BEGIN Source text
Belated response Re: coping mechanisms
- From: dicconf@xxxxxxxxx (Richard Eney)
- Date: Sat, 26 Apr 2008 21:33:16 -0500
In article <b112c8ce-c2bd-4cfc-9fa7-f589add582b4@xxxxxxxxxxxxxxxxxxxxxxxxxxxx>,
Kate Gladstone <handwritingrepair@xxxxxxxxx> wrote:
We learn coping mechanisms.
My father taught me in second grade that I didn't have to
believe what the teacher said, I only had to learn it long
enough to regurgitate it on the test. I needed that lesson
because I had a teacher that pushed her opinions as dogma.
It's been a very helpful lesson.
My parents urged learning the same lesson (of lying on
demand when authority required),
I didn't consider it lying per se; I considered it telling
the annoying person what they demanded to hear, and
remembered it simply as "this is what X believes".
It went into the same mental-emotional category as being
polite to people I didn't like, or remembering the events
in a fantasy. Lewis Carroll wrote that the playing cards
turned into leaves, and that teacher said certain things
that were equally untrue. People could discuss _Alice_
in terms that sounded absolute ("Alice went down the rabbit
hole"), and in the same spirit I could write the teacher's
"fantasy teachings" as if they were absolute while being
fully aware that they weren't in any way true.
but they eventually agreed with my observation/complaint/
demonstration that at least throughout my childhood/teen
years in order to do this I had either to:
/a/ actually *convince* myself to really believe
the falsehood I had to say or write
(which made it hard for me and others to "un-convince"
END Source text
▶ Set tasks
• A. Reproduce the coping-mechanisms post between "- Date: Sat, 26" and "opinions as dogma.", inclusive.
• B. In the coping-mechanisms post, what did the writer's father teach in second grade?
The material is not needed for this post on coping mechanisms.
BEGIN Dataset excerpt
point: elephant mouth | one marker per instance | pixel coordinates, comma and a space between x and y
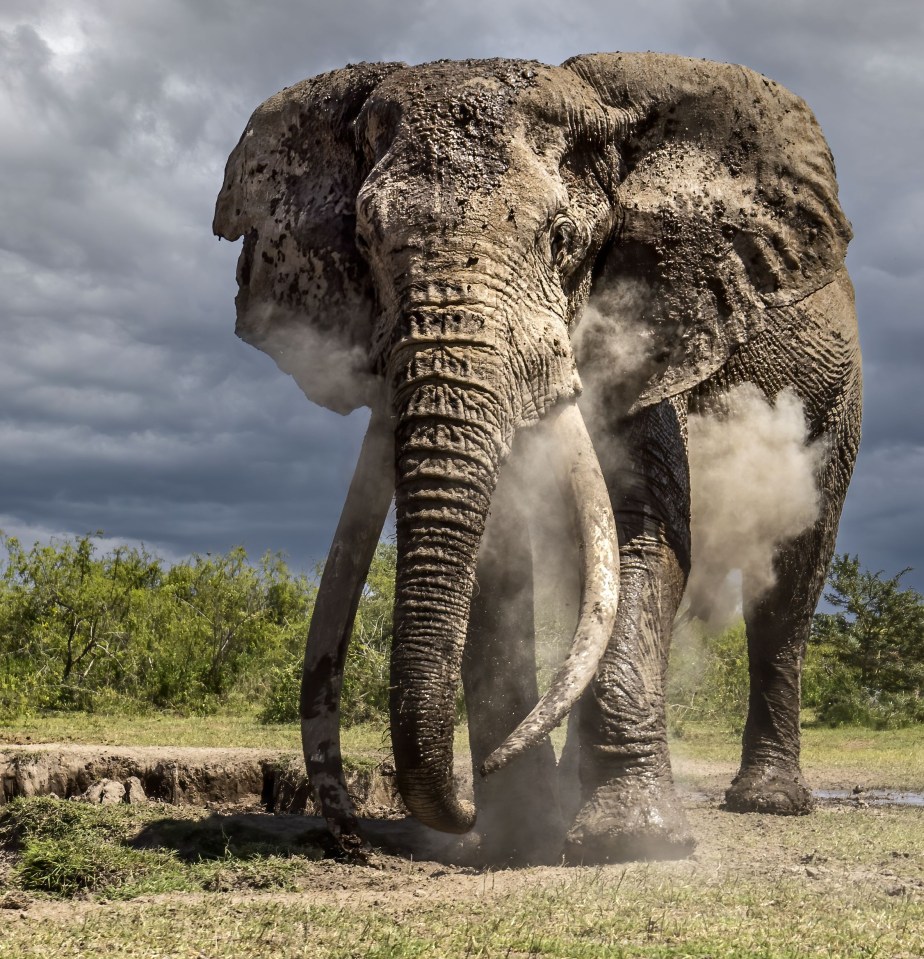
580, 481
END Dataset excerpt
▶ Solutions for each task
• A.
- Date: Sat, 26 Apr 2008 21:33:16 -0500
In article <b112c8ce-c2bd-4cfc-9fa7-f589add582b4@xxxxxxxxxxxxxxxxxxxxxxxxxxxx>,
Kate Gladstone <handwritingrepair@xxxxxxxxx> wrote:
We learn coping mechanisms.
My father taught me in second grade that I didn't have to
believe what the teacher said, I only had to learn it long
enough to regurgitate it on the test. I needed that lesson
because I had a teacher that pushed her opinions as dogma.

• B. He taught that the writer didn't have to believe what the teacher said, only learn it long enough to regurgitate it on the test.